3)    Naskh sunnah dengan Al-Qur'an
Jumhur ulama' membolehkannya. Seperti, masalah menghadap ke Baitul Makdis yang ditetapkan dengan sunnah dan didalam Al-Qur'an tidak terdapat dalil yang menunjukkkannya. Kemudian dinaskh oleh Al-Qur'an dengan firman Allah:
قد نرى تقلب وجهك فى السماء فلنولينك قبلة ترضها فول وجهك شطر المسجد الحرام وحيث ما كنتم فولوا وجوهكم شطره وإن الذين أوتوا الكتب ليعلمون أنه الحق من ربهم وما الله بغفل عما يعملون
"Sungguh Kami (sering) melihat mukamu menengadah ke langitوmaka sungguh Kami akan memalingkan kamu ke kiblat yang kamu sukai. Palingkanlah mukamu ke arah Masjidil Haram. Dan dimana saja kamu berada, palingkanlah mukamu ke arahnya. Dan sesungguhnya orang-orang (Yahudi dan Nasrani) yang diberi Al Kitab (Taurat dan Injil) memang mengetahui, bahwa berpaling ke Masjidil Haram itu adalah benar dari Tuhannya; dan Allah sekali-kali tidak lengah dari apa yang mereka kerjakan." (Qs. Al-Baqarah: 144)
Naskh yang pertama kali dalam Al-qur'an adalah naskh tentang qiblat.

4)    Naskh sunnah dengan sunnah
Dalam katagori seperti ini terdapat empat bentuk. Naskh mutawatir dengan mutawatir, naskh ahad dengan ahad, naskh mutawatir dengan ahad. Tiga bentuk pertama diperbolehkan, sedangkan pada bentuk keempat terjadi silang pendapat seperti halnya naskh Al-Quran dengan hadits ahad, yang tidak diperbolehkan oleh jumhur.

4. Macam-macam Nasikh
Berdasarkan kejelasan dan cakupanya, naskh dalam Al-Qur’an dibagi menjadi empat macam yaitu:
1.Naskh Sharih, yaitu ayat yang secara jelas menghapus hukum yang terdapat pada ayat yang terdahulu. Misal ayat tentang perang (Qital) pada ayat 65 surat Al-Anfal yang mengharuskan satu orang muslim melawan sepuluh orang kafir:
يأيها الني حرض المؤمنين على القتال إن يكن منكم عشرون صبرون يغلبوا ماءتين وإن يكن منكم ماءت يغلبوا ألفا من الذين كفروا بأنهم قوم لا يفقهون
“Hai Nabi, korbankanlah semangat orang mukmin untuk berperang jika ada dua puluh orang yang sabar diantara kamu, pasti mereka akan dapat mengalahkan dua ratus orang musuh. Dan jika ada seratus orang (yang sabar) diantara kamu, mereka dapat mengalahkan seribu kafir, sebab oang-orang kafir adalah kaum-kaum yang tidak mengerti. “ ( QS.Al-Anfal : 65 )
※ ※ ※
• _DAFTAR SOAL_:
1. Sebutkan semua bilangan jumlah orang yang disebut dalam terjemahan QS. Al-Anfal: 65 pada kutipan tentang naskh di atas.
2. Lanjutkan kutipan tentang naskh di atas dari kalimat terakhirnya.
Materi di bawah ini diambil dari sumber yang berbeda.

• _DATA YANG DIBERIKAN_:
※ ※ ※
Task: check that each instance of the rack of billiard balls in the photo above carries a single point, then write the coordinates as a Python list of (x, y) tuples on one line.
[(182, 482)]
※ ※ ※
• _HASIL PENGERJAAN_:
1. Dua puluh, dua ratus, seratus, dan seribu.

2.
Dan menurut jumhur ulama’ ayat ini di-naskh oleh ayat yang mengharuskan satu orang mukmin melawan dua orang kafir pada ayat 66 dalam surat yang sama:
الئن خفف الله عنكم وعلم أن فيكم ضعفا فإن يكن منكم مائة صابرة يغلبوا مائتين وإن يكن منكم ألف يغلبوا ألفين بإذن الله والله مع الصبرين
“ Sekarang Allah telah meringankankamu dan mengetahui pula bahwa kamu memiliki kelemahan. Maka jika ada diantara kamu seratus orang yang sabar, niscaya mereka dapat mengalahkan dua ratus orang kafir, dan jika diantar kamu terdapat seribu  orang (yang sabar), mereka akan dapat mengalahkan dua ribu orang kafir.” ( QS.Al-Anfal : 66 )
2.Naskh dhimmy, yaitu jika terdapat dua naskh yang saling bertentangan dan tidak dikompromikan, dan keduanya turun untuk sebuah masalah yang sama, serta keduanya diketahui waktu turunya, ayat yang datang kemudian menghapus ayat yang terdahulu. Misalnya, ketetapan Allah yang mewajibkan berwasiat bagi orang-orang yang akan mati yang terdapat dalam surat Al-Baqarah:180
كتب عليكم إذا حضر أحد كم الموت إن ترك خيرا الوصية للولدين والأقربين بالمعروف حقا على المتقين        
“Diwajibkan atas kamu, apabila seseorang diantara kamu kedatangan (tanda-tanda) maut, jika ia meninggalkan harta yang banyak, untuk berwasiat bagi ibu bapak serta karib kerabatnya secara ma’ruf.“)Qs. Al-Baqoroh:180)
Ayat ini di-naskh oleh suatu hadist yang mempunyai arti tidak ada wasiat bagi ahli waris.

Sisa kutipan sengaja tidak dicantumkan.